◆ **Directives**
**1.** In the Sacramento short sale post, since what year has the writer sold more short sales than any other real estate agent in a seven-county area?
**2.** Rewrite the Sacramento short sale post from "I received short" up to and including "for an answer.", swapping "seller" for "homeowner".

◆ **Excerpted passage**
··········

Enjoying a reputation in the real estate industry as a Sacramento Realtor with integrity (and a person who gets the job done) has been very helpful for my clients because it means my listings carry weight. What do I mean by that? It means an agent doesn’t have to worry when he or she spots a listing with the name of Elizabeth Weintraub attached to it. By the very nature, Elizabeth Weintraub listings relatively assures buyer’s agents that their transaction will conclude without drama or a pile of complications. If that particular home is a short sale, all the better; no fear, it will likely close.

I received short sale approval on a fixer home in West Sacramento a few days ago, which I forwarded immediately to the seller. He was completely stunned that I had received the approval so quickly, within a few weeks — especially due to the fact that his short sale had been initially rejected only a few days ago. It needed one little tweak to qualify, and we submitted revised documentation that addressed the particular protocol demanded of us. Some other agent might have thrown in the towel after the rejection. I don’t take no for an answer.

The thing is some home owners are really suspicious about their lenders. They make up all sorts of stories to fit any given situation, perhaps to help them cope with the confusion and utter bewilderment often apparent at certain lending institutions. Some sellers are paranoid and believe their banks employ sabotage. Bank employees can be crafty but they’re no Robert Durst. If you haven’t seen that HBO 6-part Documentary, The Jinx, I encourage you to watch it because it will leave you feeling creepy for days, which is better than feeling your bank is out to get you.

My seller said that many agents were vying for his listing and calling him to list his home. He interviewed a handful of real estate agents but he kept coming back to my name as the best short sale agent in Sacramento. I’ve sold more short sales since 2006 than any other real estate agent in a seven-county area. This guy and his family needed a professional who would get the job done, and said he didn’t want to take any chances so he hired me, and I got his short sale approval. The seller said he did not think another agent could have done it. His situation was complicated.

Short sales are all a little complicated. Yesterday a fellow called to say he was parked outside his new home, which he found on Zillow. Well, that home is closing escrow in a few weeks, so it’s not his new home. We chatted for a while and discussed how he’s living in a rental that is a short sale and thinking about buying it. He wouldn’t tell me who listed that home but continued to insist the agent, a property manager, was a “very experienced short sale agent” because the agent, most likely, had told him that. There’s a sucker born every minute, according to PT Barnum.

··········

◆ **Given information**
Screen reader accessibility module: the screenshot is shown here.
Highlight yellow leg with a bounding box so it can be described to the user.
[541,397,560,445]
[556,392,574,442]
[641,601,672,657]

··········

◆ **Results for the exercise**
**1.** 2006

**2.**
I received short sale approval on a fixer home in West Sacramento a few days ago, which I forwarded immediately to the homeowner. He was completely stunned that I had received the approval so quickly, within a few weeks — especially due to the fact that his short sale had been initially rejected only a few days ago. It needed one little tweak to qualify, and we submitted revised documentation that addressed the particular protocol demanded of us. Some other agent might have thrown in the towel after the rejection. I don’t take no for an answer.